**Task set**:
**A)** In the blog post, on which day's long run did the writer have an epiphany?
**B)** Quote the part of the blog post that begins with the words "Why else would" and ends with "of good sense.".

**Passage given**:
+-------+
Why else would I continually choose difficult--for me--endeavors? The easy? I guess, shrug; it bores me.
Some people out there can just run a few miles and be fine with that.
Not me, I need to run marathons. It isn't easy, ever. I do keep thinking it will get easy but so far it hasn't.
Some people get both their kids potty trained and think: Yeah! No more poop.
Not me, I get a puppy.
I guess I like a challenge.
I must because I generally think of myself as a lazy person. I really want things to be easy. And I even go so far as to think things should be easy but most things are not--for me. (See, life is hard! Dad, you were totally right about the "real world.")
So for things to be easy must not really be what I want in life after all because it seems like I continually choose to do things that-- for me-- are difficult and challenging-- if not fly completely in face of good sense.
I guess maybe masochist is just a fancy word for dumb ass.
A couple of weeks ago I was reading somewhere on the Internet an article about ultramarthoners and the effects of cortisol. The article said that the stress of running 50 miles causes the body to release cortisol and that causes runners to have that runner's high from endorphins. They said it can cause epiphanies --hallucinations even. Well, I didn't need to run 50 miles to have one--an epiphany that is. Maybe I got lucky because it is Lent and even though I am not Catholic I do have a lot of Catholic friends (guilt by association hahaha). And, I did celebrate fat Tuesday last Monday with a bunch of them. We even talked about Shrove Tuesday and Ash Wednesday. So maybe all that is why on Thursday's long run--the 2nd day of Lent--I had an epiphany. Or maybe it was just the cortisol.
Oh, here I am with some of my Catholic buddies celebrating fat Tuesday a day early:

So what was my epiphany?
Well to tell the truth, when I was discussing Shrove Tuesday with my friend I remembered a short story I had written. It is set in the forty days of Lent. One of the characters gives up her sanity for Lent, the other finds hers. So on my run on Thursday I was thinking about that story and out of the blue I remembered another story. It was the second story I had ever written. I wrote it almost 14 years ago.
+-------+
**Records held in a dataset**:

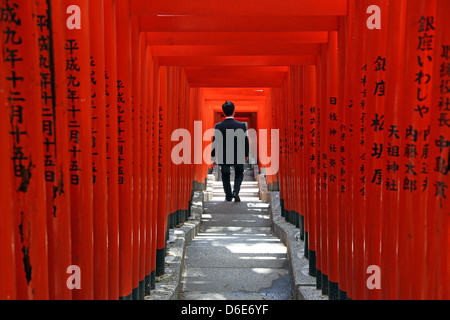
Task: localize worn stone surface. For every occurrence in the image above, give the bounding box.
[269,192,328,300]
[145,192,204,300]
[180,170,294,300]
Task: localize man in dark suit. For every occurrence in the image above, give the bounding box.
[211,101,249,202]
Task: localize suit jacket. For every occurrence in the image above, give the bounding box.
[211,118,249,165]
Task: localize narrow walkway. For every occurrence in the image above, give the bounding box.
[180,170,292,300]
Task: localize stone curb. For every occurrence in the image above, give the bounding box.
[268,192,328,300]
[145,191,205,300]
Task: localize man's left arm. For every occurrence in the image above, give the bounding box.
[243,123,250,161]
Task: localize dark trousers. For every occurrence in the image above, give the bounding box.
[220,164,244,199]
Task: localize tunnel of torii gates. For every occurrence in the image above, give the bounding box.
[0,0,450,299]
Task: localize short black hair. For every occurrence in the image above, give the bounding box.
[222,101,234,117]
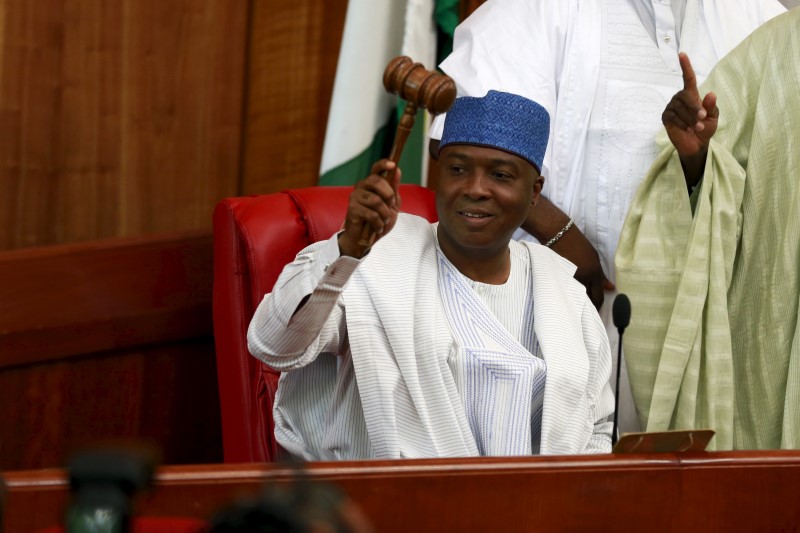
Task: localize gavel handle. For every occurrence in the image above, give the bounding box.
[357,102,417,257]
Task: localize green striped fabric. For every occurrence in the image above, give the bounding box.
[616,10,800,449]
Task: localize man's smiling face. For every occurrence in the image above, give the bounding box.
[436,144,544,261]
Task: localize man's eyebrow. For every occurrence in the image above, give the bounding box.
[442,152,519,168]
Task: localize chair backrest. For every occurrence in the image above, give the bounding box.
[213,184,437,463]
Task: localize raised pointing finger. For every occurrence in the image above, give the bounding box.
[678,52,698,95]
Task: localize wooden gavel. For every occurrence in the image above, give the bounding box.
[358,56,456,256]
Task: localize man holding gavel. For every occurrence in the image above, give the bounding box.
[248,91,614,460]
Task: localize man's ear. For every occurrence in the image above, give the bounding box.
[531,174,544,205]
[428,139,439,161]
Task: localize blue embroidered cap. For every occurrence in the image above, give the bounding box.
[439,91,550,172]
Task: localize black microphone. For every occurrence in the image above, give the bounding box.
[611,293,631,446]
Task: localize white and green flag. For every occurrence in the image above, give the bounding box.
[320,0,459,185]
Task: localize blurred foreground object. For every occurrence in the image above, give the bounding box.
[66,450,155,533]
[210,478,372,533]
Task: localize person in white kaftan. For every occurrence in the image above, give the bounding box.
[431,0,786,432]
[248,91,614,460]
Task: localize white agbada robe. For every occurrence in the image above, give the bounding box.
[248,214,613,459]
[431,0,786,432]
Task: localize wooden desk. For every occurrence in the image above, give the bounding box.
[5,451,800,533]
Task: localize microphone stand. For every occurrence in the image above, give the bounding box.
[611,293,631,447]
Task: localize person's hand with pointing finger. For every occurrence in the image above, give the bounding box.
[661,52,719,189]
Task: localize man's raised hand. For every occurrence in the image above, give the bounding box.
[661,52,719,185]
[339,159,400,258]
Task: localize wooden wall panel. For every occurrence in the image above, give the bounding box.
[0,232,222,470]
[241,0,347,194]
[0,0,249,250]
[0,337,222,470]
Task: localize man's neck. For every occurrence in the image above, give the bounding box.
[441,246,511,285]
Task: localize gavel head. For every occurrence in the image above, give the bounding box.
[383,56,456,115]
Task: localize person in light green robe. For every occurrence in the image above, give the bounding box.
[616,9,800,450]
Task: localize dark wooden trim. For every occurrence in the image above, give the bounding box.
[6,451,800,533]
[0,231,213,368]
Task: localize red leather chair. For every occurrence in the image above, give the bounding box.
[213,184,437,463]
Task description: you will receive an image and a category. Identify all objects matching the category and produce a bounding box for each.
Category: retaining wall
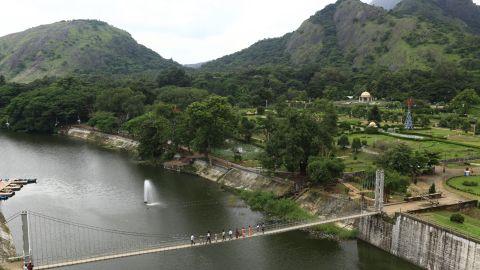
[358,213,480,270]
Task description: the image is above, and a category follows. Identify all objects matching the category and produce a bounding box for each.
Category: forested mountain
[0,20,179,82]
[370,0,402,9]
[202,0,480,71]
+-------+
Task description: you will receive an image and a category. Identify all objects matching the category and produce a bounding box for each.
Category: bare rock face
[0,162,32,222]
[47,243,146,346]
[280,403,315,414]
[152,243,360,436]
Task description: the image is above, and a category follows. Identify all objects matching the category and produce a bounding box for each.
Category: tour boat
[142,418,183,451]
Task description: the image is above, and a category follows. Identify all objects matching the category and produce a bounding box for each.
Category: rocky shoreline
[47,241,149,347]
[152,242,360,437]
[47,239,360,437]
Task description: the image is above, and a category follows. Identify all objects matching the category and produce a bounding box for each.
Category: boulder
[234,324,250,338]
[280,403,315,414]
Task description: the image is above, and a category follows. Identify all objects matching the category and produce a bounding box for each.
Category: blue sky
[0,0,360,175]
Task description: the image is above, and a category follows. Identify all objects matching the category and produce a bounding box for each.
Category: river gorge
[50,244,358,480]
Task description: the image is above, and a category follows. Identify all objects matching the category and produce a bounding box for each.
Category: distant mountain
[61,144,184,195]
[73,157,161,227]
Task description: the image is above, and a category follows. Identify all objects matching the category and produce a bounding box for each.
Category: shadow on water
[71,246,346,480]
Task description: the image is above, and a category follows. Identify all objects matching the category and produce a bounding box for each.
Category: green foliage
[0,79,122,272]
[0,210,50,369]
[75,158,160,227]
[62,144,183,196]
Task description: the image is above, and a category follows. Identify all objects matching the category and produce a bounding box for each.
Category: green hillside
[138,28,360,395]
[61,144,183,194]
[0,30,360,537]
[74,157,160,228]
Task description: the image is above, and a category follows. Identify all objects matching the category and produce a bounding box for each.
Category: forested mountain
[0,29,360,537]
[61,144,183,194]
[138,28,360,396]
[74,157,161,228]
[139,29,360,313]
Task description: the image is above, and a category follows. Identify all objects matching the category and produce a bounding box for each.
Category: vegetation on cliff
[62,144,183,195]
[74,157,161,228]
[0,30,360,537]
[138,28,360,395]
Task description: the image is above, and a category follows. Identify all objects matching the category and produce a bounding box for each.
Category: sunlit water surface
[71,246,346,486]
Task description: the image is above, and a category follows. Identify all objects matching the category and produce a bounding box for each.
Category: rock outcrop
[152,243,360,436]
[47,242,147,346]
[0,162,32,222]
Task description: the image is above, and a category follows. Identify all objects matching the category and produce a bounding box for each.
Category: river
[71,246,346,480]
+-------+
**Answers for this exercise**:
**A)** On Thursday's long run, the second day of Lent.

**B)**
Why else would I continually choose difficult--for me--endeavors? The easy? I guess, shrug; it bores me.
Some people out there can just run a few miles and be fine with that.
Not me, I need to run marathons. It isn't easy, ever. I do keep thinking it will get easy but so far it hasn't.
Some people get both their kids potty trained and think: Yeah! No more poop.
Not me, I get a puppy.
I guess I like a challenge.
I must because I generally think of myself as a lazy person. I really want things to be easy. And I even go so far as to think things should be easy but most things are not--for me. (See, life is hard! Dad, you were totally right about the "real world.")
So for things to be easy must not really be what I want in life after all because it seems like I continually choose to do things that-- for me-- are difficult and challenging-- if not fly completely in face of good sense.